- STATED TASK A -
Pick out every line of the entries that contains the word "neck", matching case exactly, and copy each of those lines.
- STATED TASK B -
Write the next part of the question-and-answer notes about Julia, Tom, and Roger, starting right after the last line shown.

=== QUOTED PASSAGE ===

1.         Was Julia really in love with Tom Fennell? And he?
Yes, she was: “It was not till after that night when they had first supped together that Julia confessed to herself that she had fallen in love with Tom. It came to her as a shock. But she was exhilarated.” “she knew very well that Tom was not in love with her. To have an affair with her flattered his vanity.”

2.         How old was Tom? What did he do? Why was he a success with women?
He was 22 years old:“since he was seventeen he had had a great many women. He loved the act rather than the person. He looked upon it as the greatest lark in the world. And she could understand why he had so much success. There was something appealing in his slightness, his body was just skin and bone, that was why his clothes sat on him so well, and something charming in his clean freshness. His shyness and his effrontery combined to make him irresistible. It was strangely flattering for a woman to be treated as a little bit of fluff* that you just tumbled on to a bed.”

3.         How can you characterize Roger? Where was he educated? What were his relations like with his parents? Did he know what he wanted to be? Did he want to go on the stage?
He was 17 and he was educated, as he attended Eton college:“Roger was seventeen. He was a nice-looking boy, with reddish hair and blue eyes, but that was the best you could say of him. He had neither his mother's vivacity and changing expression nor his father's beauty of feature. Julia was somewhat disappointed in him. As a child when she had been so constantly photographed with him he was lovely. He was rather stolid now and he had a serious look. Really when you came to examine him his only good features were his teeth and his hair. Julia was very fond of him, but she could not but find him a trifle dull. When she was alone with him the time hung somewhat heavily on her hands. She exhibited a lively interest in the things she supposed must interest him, cricket and such like, but he did not seem to have much to say about them. She was afraid he was not very intelligent.”  
Roger didn’t accept what his parents did, he was a really good boy.

 “He told Julia at once that he desired to leave Eton at Christmas, he thought he had got everything out of it that he could, and he wanted to go to Vienna for a few months and learn German before going up to Cambridge. Michael had wished him to go into the army, but this he had set his face against. He did not yet know what he wanted to be. Both Julia and Michael had from the first been obsessed by the fear that he would go on the stage, but for this apparently he had no inclination.”

4.         How did Tom and Roger get on together?
They spent much time together, they were peers and had much in common.

5.         Was Julia as successful in the movies as in the theatre? Did she envy the film-stars?
“At one time people had compared her unfavourably with some actress or other who at the moment enjoyed the public favour, but now no one disputed her supremacy. It was true that she had not the world-wide notoriety of the film-stars; she had tried her luck on the pictures, but had achieved no success; her face on the stage so mobile and expressive for some reason lost on the screen, and after one trial she had with Michael's approval refused to accept any of the offers that were from time to time made her. She had got a good deal of useful publicity out of her dignified attitude. But Julia did not envy the film-stars; they came and went; she stayed.”

6.         Describe in detail how Julia managed to play different characters on the stage. What thrilled her? Why did she sometimes fell like God?

=== RECORD EXTRACTS ===

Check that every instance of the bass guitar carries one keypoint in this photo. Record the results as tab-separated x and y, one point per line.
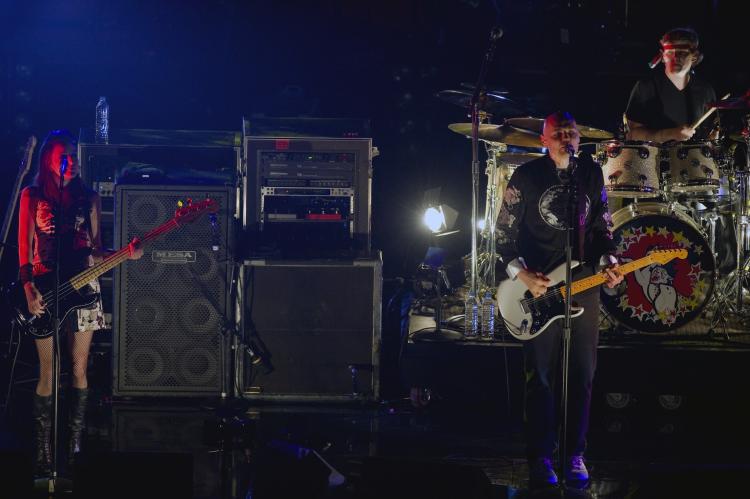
527	317
75	291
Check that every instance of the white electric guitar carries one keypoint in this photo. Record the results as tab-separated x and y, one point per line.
527	317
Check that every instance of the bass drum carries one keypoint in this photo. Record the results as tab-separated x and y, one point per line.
659	298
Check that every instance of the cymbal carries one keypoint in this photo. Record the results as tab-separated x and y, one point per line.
503	134
516	159
534	125
737	137
740	103
492	101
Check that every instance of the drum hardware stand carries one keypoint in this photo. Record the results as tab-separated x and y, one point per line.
495	35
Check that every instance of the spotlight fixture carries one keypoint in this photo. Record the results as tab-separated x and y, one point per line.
440	219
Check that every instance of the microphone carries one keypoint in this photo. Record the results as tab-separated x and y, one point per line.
655	61
572	160
215	240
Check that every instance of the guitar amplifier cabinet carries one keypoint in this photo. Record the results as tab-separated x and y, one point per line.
153	157
311	330
172	305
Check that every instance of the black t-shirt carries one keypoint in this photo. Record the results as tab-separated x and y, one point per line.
656	103
531	223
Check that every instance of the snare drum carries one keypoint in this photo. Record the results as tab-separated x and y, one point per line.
693	167
659	298
631	169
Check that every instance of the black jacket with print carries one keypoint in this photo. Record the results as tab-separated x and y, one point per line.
532	218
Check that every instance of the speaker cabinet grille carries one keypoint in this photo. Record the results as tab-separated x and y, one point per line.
317	326
170	305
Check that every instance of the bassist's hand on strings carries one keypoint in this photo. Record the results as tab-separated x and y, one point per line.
135	250
537	282
34	300
613	275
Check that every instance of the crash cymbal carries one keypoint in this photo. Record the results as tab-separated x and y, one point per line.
492	101
517	159
741	103
737	137
534	125
501	134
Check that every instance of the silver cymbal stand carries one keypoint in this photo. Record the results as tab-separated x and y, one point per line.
741	220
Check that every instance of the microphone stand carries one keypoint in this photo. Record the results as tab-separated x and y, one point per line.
52	483
568	320
495	35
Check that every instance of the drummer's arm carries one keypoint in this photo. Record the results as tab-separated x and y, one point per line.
639	131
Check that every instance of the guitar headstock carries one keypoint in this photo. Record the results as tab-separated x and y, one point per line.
192	210
665	256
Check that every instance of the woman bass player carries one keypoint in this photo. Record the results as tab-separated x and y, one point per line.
69	218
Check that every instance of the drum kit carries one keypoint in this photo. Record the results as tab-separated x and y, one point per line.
691	195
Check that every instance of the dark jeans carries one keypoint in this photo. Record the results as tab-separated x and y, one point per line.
542	368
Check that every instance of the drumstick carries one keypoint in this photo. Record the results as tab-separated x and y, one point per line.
708	113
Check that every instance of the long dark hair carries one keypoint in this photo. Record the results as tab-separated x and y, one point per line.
44	179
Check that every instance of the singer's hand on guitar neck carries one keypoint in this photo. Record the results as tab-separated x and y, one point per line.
537	282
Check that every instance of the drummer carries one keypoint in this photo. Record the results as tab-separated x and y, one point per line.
663	106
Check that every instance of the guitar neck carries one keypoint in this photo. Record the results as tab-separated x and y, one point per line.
112	261
600	278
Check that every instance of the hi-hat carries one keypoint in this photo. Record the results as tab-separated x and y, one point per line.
534	125
500	134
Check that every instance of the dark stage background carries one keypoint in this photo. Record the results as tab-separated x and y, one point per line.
205	65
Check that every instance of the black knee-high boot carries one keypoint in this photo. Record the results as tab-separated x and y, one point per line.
76	419
42	415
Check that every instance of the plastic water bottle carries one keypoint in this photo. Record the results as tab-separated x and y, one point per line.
101	129
488	316
471	316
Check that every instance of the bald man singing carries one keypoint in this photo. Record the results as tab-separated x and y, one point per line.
531	242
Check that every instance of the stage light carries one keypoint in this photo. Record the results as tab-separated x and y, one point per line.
434	219
440	219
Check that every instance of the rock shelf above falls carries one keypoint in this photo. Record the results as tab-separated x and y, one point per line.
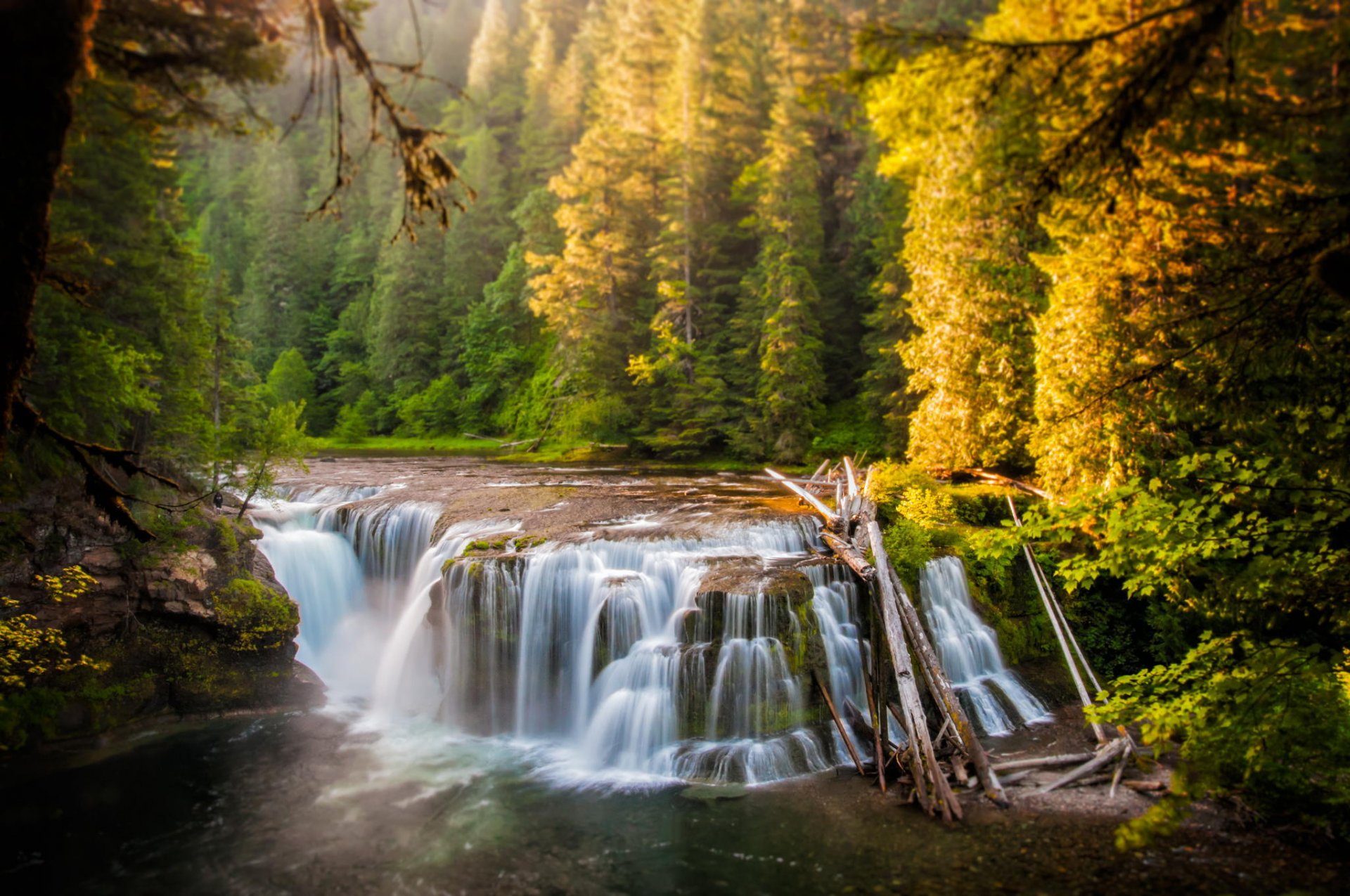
641	628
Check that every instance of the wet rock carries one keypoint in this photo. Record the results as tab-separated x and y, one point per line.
713	793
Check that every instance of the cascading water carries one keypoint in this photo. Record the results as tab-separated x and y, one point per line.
626	656
622	654
970	652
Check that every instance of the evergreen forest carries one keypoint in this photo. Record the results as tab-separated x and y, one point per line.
1102	247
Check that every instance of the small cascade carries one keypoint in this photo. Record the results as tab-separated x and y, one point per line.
389	539
321	571
622	652
970	652
628	656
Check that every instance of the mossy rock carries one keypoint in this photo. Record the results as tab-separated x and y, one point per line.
254	617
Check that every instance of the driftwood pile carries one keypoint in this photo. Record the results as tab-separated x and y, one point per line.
937	746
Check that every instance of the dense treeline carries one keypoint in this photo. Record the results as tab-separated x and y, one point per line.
1102	245
676	239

===

- EXERCISE ANSWER A -
Check that every instance of the singer's hand on guitar neck carries one keypoint in this photo. Record the results as tab-separated x and y, one point per line.
Check that every instance of the guitar neck carries one keypoint in this photo. Record the results as tab-separated x and y, one point per line.

- EXERCISE ANSWER B -
“The critics admired her variety. They praised especially her capacity for insinuating herself into a part. She was not aware that she deliberately observed people, but when she came to study a new part vague recollections surged up in her from she knew not where, and she found that she knew things about the character she was to represent that she had had no inkling of. It helped her to think of someone she knew or even someone she had seen in the street or at a party; she combined with this recollection her own personality, and thus built up a character founded on fact but enriched with her experience, her knowledge of technique and her amazing magnetism. People thought that she only acted during the two or three hours she was on the stage; they did not know that the character she was playing dwelt in the back of her mind all day long, when she was talking to others with all the appearance of attention, or in whatever business she was engaged.”
“She could step into a part, not a very good one perhaps, with silly words to say, and by her personality, by the dexterity which she had at her finger-tips, infuse it with life. There was no one who could do what she could with a part. Sometimes she felt like God.”

7.         How did Julia revenge herself on Tom?
She left the money in the envelop.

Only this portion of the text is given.